Risk adjustment model specifications: CMS said it wants to update the model specifications to better predict issuer liability for the healthiest and sickest members. It is proposing technical changes to the current model to include a two-stage specification in the adult and child models and add interacted hierarchical condition category (HCC) counts factors with the 2022 benefit year. CMS also seeks to change enrollment duration factors in the adult models, which could be significant for issuers who have been reluctant to sell plans after the open enrollment period and requested more special enrollment period verification.

CMS is looking for comments on the proposed changes to the enrollment duration factors for the adult models. Specifically, it wants issuers’ feedback on whether the model changes should be implemented with the 2022 benefit year, whether to delay implementation until the 2023 benefit year, or whether it should create the enrollment duration factors for a different lengths of time, such as up to nine months of enrollment instead of up to six months, which CMS has proposed.

In addition, CMS plans risk adjustment reporting requirements for issuers of risk adjustment covered plans that choose to provide temporary premium credits, if permitted by the Department of Health and Human Services (HHS) during a future public health emergency. If the proposal is finalized, issuers must report to their External Data Gathering Environment (EDGE) services the lower-adjusted plan premiums that reflect actual premiums billed to enrollees.

Risk adjustment state flexibility requests: HHS proposes to allow states to request a reduction in risk adjustment state transfers calculated under the HHS methodology by up to 50 percent for up to three benefit years. HHS would have the right to request additional information, terminate, or modify these requests after approval if the circumstances within the applicable state market risk pool materially change during the three-year period.

▶ _Region pointing listing_
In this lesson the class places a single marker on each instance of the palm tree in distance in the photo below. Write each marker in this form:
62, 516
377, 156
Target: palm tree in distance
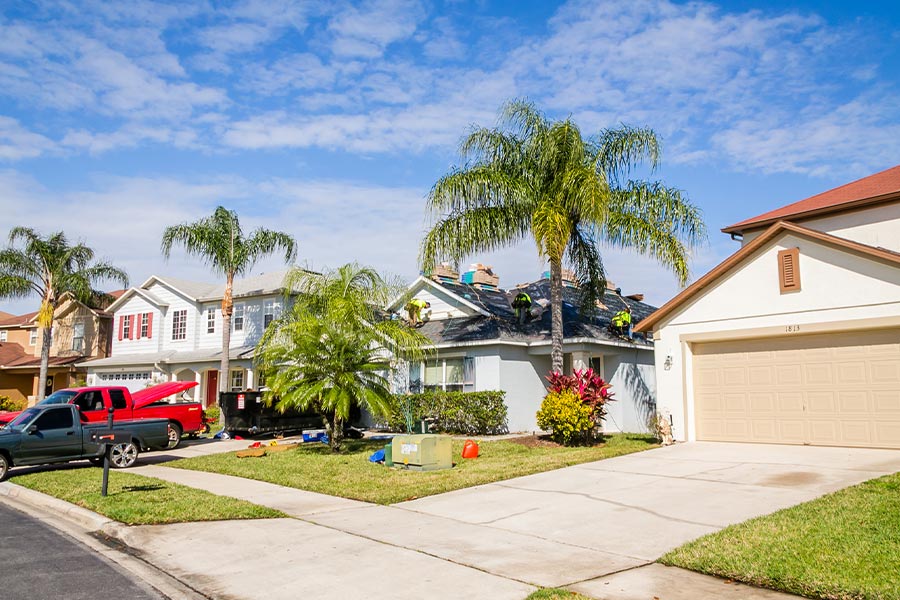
530, 177
52, 268
219, 241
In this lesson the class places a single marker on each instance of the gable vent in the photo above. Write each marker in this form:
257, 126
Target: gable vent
789, 270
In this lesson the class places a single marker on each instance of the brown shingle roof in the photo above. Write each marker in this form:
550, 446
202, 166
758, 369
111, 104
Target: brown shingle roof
868, 190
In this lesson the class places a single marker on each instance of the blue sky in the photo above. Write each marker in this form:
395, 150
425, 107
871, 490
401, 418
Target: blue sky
332, 120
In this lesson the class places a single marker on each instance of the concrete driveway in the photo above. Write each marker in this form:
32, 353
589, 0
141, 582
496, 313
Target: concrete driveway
591, 520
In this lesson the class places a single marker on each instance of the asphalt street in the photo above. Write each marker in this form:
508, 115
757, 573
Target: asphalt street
39, 563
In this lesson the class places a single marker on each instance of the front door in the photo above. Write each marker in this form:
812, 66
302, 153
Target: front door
212, 387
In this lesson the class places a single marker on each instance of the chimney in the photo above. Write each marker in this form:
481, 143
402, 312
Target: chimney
481, 276
443, 273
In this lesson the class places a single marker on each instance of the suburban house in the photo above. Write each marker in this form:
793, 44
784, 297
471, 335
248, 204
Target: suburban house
795, 338
169, 329
79, 332
480, 346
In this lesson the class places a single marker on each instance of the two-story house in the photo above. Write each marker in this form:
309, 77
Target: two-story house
79, 332
170, 329
795, 338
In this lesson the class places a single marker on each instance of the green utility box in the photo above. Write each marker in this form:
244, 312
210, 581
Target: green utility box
422, 452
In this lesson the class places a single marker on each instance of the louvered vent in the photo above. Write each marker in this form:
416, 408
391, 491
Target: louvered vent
789, 270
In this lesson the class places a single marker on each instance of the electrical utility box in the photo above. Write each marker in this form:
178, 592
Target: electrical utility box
424, 452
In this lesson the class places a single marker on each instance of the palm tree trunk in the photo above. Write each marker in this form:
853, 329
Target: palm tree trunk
227, 310
47, 337
556, 331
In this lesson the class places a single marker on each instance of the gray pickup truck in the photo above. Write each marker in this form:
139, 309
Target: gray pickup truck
55, 434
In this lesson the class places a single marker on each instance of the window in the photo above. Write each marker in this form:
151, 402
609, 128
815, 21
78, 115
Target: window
789, 270
271, 311
179, 325
117, 397
444, 374
237, 319
60, 418
78, 337
237, 380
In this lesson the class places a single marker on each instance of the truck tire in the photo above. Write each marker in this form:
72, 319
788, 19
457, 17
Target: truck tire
124, 455
175, 432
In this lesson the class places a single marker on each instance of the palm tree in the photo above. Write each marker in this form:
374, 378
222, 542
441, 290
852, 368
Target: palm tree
51, 268
219, 241
333, 349
531, 177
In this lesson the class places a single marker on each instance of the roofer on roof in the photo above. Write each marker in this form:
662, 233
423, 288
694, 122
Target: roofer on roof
522, 304
414, 308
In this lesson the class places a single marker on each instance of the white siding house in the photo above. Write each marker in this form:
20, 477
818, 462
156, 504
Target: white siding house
170, 329
795, 338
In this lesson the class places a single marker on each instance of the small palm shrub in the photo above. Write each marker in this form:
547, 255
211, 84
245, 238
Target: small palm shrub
566, 417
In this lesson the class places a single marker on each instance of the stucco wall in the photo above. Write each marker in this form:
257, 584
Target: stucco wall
839, 291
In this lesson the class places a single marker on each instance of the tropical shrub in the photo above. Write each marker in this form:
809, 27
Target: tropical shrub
566, 417
466, 413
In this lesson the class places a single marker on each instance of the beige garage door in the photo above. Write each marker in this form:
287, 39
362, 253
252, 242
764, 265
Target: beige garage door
827, 390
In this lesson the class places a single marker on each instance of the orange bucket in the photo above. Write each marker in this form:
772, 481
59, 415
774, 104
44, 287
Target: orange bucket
470, 449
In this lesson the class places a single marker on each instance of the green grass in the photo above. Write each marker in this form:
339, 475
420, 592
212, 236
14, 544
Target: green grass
137, 500
315, 468
845, 545
556, 594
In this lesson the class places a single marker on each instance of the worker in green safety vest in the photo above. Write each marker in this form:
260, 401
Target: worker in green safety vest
522, 306
414, 308
621, 323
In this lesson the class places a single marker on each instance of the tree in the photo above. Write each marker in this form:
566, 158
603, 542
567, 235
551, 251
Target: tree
219, 241
333, 349
52, 268
532, 177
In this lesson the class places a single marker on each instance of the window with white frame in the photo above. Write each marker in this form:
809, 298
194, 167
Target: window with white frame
179, 324
237, 380
78, 337
237, 319
271, 311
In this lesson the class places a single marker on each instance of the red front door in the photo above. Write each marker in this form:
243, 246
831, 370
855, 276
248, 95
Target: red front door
212, 387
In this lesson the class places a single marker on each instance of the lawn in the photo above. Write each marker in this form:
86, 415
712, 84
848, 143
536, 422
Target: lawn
845, 545
349, 474
137, 500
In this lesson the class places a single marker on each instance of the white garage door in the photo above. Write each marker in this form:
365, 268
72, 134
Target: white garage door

▶ _TASK STATEMENT_
Set down the passage on CMS risk adjustment proposals word for word, from "In addition, CMS" to "the three-year period.".

▶ _COMPLETED TASK_
In addition, CMS plans risk adjustment reporting requirements for issuers of risk adjustment covered plans that choose to provide temporary premium credits, if permitted by the Department of Health and Human Services (HHS) during a future public health emergency. If the proposal is finalized, issuers must report to their External Data Gathering Environment (EDGE) services the lower-adjusted plan premiums that reflect actual premiums billed to enrollees.

Risk adjustment state flexibility requests: HHS proposes to allow states to request a reduction in risk adjustment state transfers calculated under the HHS methodology by up to 50 percent for up to three benefit years. HHS would have the right to request additional information, terminate, or modify these requests after approval if the circumstances within the applicable state market risk pool materially change during the three-year period.